Aim of the task: Needed from the data below: all lines that contain the word "foliage".

Data to process:
+ + + +
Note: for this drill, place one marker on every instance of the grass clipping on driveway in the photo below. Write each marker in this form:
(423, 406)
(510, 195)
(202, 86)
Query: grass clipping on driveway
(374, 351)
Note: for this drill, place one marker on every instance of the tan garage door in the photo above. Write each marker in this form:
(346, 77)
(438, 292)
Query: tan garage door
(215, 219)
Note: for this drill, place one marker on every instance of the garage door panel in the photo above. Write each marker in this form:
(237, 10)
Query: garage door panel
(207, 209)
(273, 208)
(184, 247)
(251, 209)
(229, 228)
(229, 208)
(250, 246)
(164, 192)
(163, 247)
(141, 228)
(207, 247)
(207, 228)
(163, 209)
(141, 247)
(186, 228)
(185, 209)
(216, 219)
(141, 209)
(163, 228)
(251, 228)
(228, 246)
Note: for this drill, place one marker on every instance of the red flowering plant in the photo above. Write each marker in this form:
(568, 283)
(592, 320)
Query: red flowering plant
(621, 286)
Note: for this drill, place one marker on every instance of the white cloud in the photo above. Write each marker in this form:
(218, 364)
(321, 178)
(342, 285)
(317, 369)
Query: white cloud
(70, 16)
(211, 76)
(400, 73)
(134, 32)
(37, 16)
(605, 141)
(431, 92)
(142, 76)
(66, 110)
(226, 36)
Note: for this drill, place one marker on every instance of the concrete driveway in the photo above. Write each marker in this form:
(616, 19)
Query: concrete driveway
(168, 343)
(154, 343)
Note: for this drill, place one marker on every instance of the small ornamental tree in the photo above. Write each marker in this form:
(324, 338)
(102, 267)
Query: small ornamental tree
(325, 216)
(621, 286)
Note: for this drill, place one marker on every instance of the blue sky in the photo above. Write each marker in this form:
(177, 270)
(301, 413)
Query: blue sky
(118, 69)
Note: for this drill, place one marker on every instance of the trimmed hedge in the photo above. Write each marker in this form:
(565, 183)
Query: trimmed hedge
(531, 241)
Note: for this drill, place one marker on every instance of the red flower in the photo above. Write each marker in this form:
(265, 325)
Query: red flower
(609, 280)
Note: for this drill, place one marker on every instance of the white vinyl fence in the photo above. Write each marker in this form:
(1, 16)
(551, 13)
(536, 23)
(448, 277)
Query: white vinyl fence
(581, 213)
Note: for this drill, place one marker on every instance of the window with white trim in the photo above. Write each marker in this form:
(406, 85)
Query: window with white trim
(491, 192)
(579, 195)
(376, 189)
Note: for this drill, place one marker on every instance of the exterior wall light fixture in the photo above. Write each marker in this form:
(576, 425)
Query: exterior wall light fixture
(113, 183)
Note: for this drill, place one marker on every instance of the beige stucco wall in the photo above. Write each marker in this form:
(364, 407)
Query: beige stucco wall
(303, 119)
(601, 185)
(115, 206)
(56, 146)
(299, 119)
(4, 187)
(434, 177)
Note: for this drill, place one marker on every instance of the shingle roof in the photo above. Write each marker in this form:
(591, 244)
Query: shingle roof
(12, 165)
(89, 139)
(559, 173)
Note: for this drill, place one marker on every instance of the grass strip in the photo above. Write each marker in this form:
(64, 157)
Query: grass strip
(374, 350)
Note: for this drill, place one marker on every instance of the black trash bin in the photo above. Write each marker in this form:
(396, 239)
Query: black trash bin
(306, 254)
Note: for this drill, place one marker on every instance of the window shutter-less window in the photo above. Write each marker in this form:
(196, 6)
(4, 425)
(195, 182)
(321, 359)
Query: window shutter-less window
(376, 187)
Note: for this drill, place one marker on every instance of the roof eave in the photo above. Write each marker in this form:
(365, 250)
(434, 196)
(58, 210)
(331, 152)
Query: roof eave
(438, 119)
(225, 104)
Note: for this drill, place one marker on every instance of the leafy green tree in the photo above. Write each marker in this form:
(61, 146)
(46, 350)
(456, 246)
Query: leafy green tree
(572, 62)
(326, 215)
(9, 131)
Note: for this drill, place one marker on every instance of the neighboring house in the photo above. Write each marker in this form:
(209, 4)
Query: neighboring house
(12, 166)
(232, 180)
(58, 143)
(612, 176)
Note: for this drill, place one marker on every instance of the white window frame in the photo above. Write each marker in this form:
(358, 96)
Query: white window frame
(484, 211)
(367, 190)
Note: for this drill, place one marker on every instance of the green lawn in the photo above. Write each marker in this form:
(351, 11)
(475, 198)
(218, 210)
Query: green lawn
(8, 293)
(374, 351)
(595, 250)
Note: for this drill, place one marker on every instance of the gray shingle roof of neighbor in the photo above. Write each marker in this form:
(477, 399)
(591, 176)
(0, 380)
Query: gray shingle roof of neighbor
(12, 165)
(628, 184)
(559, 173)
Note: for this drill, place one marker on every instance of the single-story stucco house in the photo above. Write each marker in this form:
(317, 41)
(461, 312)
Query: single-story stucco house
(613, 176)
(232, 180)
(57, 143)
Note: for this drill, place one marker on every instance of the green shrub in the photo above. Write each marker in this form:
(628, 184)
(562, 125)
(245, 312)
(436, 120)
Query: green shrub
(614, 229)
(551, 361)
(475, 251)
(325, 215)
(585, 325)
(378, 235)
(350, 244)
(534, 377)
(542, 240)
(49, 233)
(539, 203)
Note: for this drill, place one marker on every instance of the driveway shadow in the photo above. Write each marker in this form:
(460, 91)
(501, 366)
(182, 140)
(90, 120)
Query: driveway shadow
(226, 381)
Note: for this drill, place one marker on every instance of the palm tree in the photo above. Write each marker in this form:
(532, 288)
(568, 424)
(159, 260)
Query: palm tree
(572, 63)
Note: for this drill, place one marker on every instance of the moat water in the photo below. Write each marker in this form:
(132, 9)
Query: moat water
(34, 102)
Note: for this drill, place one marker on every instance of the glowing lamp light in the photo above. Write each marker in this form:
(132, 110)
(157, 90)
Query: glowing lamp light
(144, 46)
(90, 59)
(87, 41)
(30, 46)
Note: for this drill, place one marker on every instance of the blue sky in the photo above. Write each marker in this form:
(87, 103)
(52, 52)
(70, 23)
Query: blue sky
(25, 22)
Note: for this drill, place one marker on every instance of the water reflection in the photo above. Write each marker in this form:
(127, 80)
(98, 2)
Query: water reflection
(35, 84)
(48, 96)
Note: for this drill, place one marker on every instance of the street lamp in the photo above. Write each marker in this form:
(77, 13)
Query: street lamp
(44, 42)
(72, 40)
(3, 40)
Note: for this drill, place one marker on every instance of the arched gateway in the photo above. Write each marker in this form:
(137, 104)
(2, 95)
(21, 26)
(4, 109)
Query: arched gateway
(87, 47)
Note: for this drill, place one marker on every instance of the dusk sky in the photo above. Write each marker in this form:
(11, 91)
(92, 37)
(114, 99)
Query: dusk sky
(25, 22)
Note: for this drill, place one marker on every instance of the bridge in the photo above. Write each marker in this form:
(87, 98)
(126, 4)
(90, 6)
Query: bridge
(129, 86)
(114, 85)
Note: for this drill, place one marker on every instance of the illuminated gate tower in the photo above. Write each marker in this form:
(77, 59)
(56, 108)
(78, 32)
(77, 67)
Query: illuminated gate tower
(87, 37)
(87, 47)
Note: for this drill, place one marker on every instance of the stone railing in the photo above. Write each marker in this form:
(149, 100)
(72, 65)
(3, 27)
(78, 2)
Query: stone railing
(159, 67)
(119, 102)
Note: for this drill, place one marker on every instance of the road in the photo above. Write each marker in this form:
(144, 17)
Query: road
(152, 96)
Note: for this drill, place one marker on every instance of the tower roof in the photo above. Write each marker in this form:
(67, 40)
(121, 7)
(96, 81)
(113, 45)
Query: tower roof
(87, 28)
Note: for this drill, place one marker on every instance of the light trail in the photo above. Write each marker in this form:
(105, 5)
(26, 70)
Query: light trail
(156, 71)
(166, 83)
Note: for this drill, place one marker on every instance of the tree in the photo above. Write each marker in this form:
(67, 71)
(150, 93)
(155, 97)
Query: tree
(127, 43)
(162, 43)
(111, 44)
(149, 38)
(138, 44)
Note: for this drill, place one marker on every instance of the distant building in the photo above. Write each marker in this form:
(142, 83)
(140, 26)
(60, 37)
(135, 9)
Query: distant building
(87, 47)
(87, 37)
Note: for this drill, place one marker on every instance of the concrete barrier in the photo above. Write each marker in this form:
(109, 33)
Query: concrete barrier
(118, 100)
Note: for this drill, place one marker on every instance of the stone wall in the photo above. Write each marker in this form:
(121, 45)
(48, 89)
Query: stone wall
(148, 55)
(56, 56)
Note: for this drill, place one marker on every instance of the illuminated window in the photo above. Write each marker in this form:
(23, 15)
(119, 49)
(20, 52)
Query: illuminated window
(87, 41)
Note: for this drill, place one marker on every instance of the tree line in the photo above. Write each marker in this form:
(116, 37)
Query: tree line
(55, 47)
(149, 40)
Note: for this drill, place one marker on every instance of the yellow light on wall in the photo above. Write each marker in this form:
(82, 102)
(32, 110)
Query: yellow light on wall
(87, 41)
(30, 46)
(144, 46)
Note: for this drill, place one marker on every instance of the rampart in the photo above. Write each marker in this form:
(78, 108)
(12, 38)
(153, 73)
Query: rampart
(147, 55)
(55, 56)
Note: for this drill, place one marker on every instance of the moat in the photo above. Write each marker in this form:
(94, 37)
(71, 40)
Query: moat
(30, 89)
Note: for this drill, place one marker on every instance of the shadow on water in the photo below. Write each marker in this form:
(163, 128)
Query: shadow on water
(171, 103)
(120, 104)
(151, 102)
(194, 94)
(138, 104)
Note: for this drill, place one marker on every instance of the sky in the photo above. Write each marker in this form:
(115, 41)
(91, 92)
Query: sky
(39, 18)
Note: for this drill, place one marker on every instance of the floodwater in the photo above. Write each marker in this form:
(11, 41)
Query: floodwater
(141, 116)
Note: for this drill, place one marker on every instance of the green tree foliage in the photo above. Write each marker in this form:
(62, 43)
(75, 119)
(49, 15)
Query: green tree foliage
+ + + +
Result of the task:
Note: for this drill, place one marker on every instance of the green tree foliage in the photo above. Write each marker in this form:
Query: green tree foliage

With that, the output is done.